Mr. Myron A. ("Mike") Wick, III, has been a director of the Company since
November 1991 and was elected Chairman of the Board of Directors in June 1993.
He was a founding partner in 1991 and is a general partner of Proactive
Investment Managers, L.P., which is the general partner of Proactive Partners,
L.P. In 1988 Mr. Wick co-founded McGettigan, Wick & Co., Inc., an investment
banking firm. From 1985 to 1988 Mr. Wick was Chief Operating Officer of
California Biotechnology, Inc. in Mountain View, California. He currently serves
on the Boards of Directors of Children's Discovery Centers of America, Inc.,
Digital Dictation, Inc., Modtech, Inc., Tanknology - NDE Corporation, and
WrayTech Instruments, Inc., of which he is the Chairman. Mr. Wick received a
B.A. degree from Yale University and an MBA from the Harvard Business School.
Mr. Nuno Brandolini has been a director of the Company since January 1982 and
was elected a Vice Chairman of the Board in May 1988. Since November 1995 Mr.
##############################
## Given problem:
Pick up the director biographies from where they stop and carry them forward.

## Data:
##############################
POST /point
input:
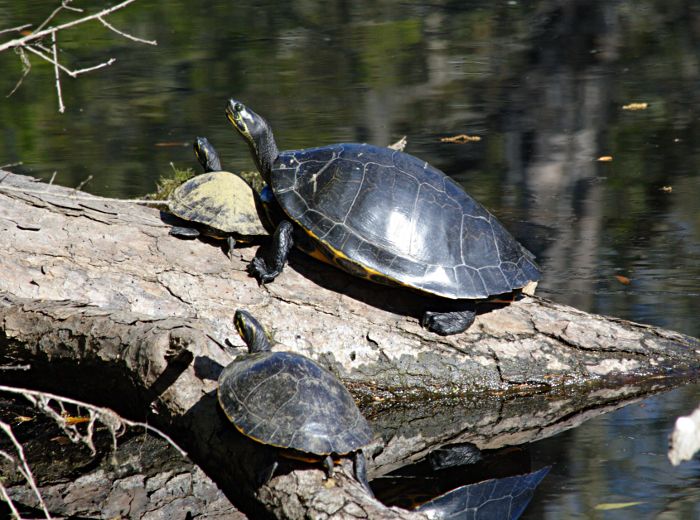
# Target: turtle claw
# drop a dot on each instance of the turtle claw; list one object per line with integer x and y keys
##############################
## In response:
Brandolini has been the Chairman of the Board and Chief Executive Officer of
Scorpion Holdings, Inc., a merchant banking company. From December 1993 through
October 1995 he was a managing director of Rosecliff, Inc., also a merchant
banking company. From June 1991 to November 1993 he was a Vice President with
Salomon Brothers, Inc. From 1988 to 1991 Mr. Brandolini was a part owner of The
Baltheus Group, Inc., a management consulting and financial advisory firm. He
has a law degree from the University of Paris and he received an MBA from The
Wharton School of the University of Pennsylvania.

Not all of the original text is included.